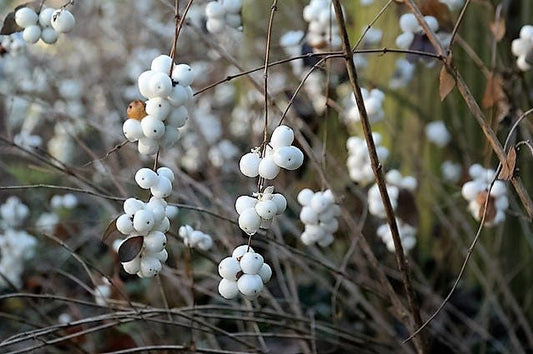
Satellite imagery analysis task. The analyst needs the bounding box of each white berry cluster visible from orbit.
[218,245,272,300]
[303,0,342,50]
[116,167,175,278]
[396,13,439,49]
[461,164,509,226]
[235,186,287,235]
[0,197,37,287]
[297,188,341,247]
[239,125,304,179]
[178,225,213,251]
[511,25,533,71]
[122,55,194,155]
[15,7,76,44]
[425,120,452,148]
[368,170,418,219]
[346,133,389,186]
[376,218,416,253]
[345,88,385,123]
[205,0,242,34]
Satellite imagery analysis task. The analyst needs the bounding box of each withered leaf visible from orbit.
[489,18,505,42]
[118,236,144,262]
[439,66,455,101]
[498,146,516,181]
★ ★ ★ ★ ★ ★ ★
## What you should do
Reproduce all of the entries above word for word, with every line of text and every bounding box, and leave the pictures out of your answer.

## Response to the exercise
Satellite imagery analysis task. The analyst needs the bounding box of each white berry cluster visible from orbit.
[218,245,272,300]
[303,0,342,50]
[116,167,175,278]
[396,13,439,49]
[461,164,509,226]
[235,186,287,235]
[0,197,37,287]
[297,188,341,247]
[239,125,304,179]
[178,225,213,251]
[511,25,533,71]
[122,55,194,155]
[15,7,76,44]
[425,120,452,148]
[368,170,418,219]
[346,133,389,186]
[376,218,416,253]
[345,88,385,123]
[205,0,242,34]
Satellite imagery analysis task. The analyst needs the bounding box of each withered leaf visible from orbit.
[489,18,505,42]
[118,236,144,262]
[439,66,455,101]
[498,146,516,181]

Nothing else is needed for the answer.